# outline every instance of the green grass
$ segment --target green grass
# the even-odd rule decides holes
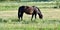
[[[60,9],[41,8],[53,7],[52,3],[41,2],[0,2],[0,30],[60,30]],[[17,12],[21,5],[38,6],[43,14],[43,19],[31,21],[31,15],[24,14],[23,21],[18,21]]]
[[[60,30],[60,9],[41,9],[43,19],[31,21],[31,16],[24,14],[19,22],[17,10],[0,11],[0,30]]]

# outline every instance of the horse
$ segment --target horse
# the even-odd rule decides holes
[[[33,16],[38,14],[40,19],[43,19],[43,15],[40,11],[40,9],[36,6],[20,6],[18,9],[18,19],[23,20],[23,14],[26,13],[28,15],[32,15],[31,20],[33,19]]]

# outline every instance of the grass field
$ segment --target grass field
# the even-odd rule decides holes
[[[0,30],[60,30],[60,9],[41,8],[43,19],[39,19],[37,16],[35,21],[34,19],[31,21],[31,15],[24,14],[23,21],[18,22],[19,3],[3,4],[0,3]],[[28,5],[32,6],[31,4]]]

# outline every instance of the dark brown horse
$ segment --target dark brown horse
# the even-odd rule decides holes
[[[38,7],[35,6],[20,6],[18,9],[18,18],[23,20],[23,13],[32,15],[31,20],[33,18],[33,16],[35,15],[35,19],[36,19],[36,15],[39,15],[39,18],[42,19],[43,15],[41,13],[41,11],[39,10]]]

* REQUIREMENT
Lay out every line of the records above as a JSON list of strings, one string per line. Leave out blank lines and the pictures.

* TASK OUTPUT
[
  "# outline every instance of the green grass",
  "$ segment --target green grass",
  "# the even-odd rule decides holes",
  "[[[60,9],[41,8],[53,7],[52,3],[41,2],[0,2],[0,30],[60,30]],[[17,12],[21,5],[38,6],[43,14],[43,19],[31,21],[31,15],[24,14],[23,21],[18,21]]]",
  "[[[60,30],[60,9],[41,9],[43,19],[31,21],[31,16],[24,14],[19,22],[17,10],[0,11],[0,30]]]",
  "# outline every instance of the horse",
  "$ segment --target horse",
  "# the even-odd rule decides holes",
  "[[[33,16],[38,14],[40,19],[43,19],[43,15],[40,11],[40,9],[36,6],[20,6],[18,9],[18,19],[23,20],[23,14],[26,13],[28,15],[32,15],[31,20],[33,19]]]",
  "# outline every instance of the grass field",
  "$ segment --target grass field",
  "# the even-odd rule decides holes",
  "[[[0,30],[60,30],[60,9],[41,8],[43,19],[39,19],[37,16],[35,21],[34,19],[31,21],[31,15],[24,14],[23,21],[18,22],[19,3],[3,4],[0,3]],[[28,5],[32,6],[31,4]]]",
  "# outline every instance of the dark brown horse",
  "$ segment --target dark brown horse",
  "# the even-odd rule decides holes",
  "[[[38,7],[35,6],[20,6],[18,9],[18,18],[23,20],[23,13],[32,15],[31,20],[33,18],[33,16],[35,15],[35,19],[36,19],[36,15],[39,15],[39,18],[42,19],[43,15],[41,13],[41,11],[39,10]]]"
]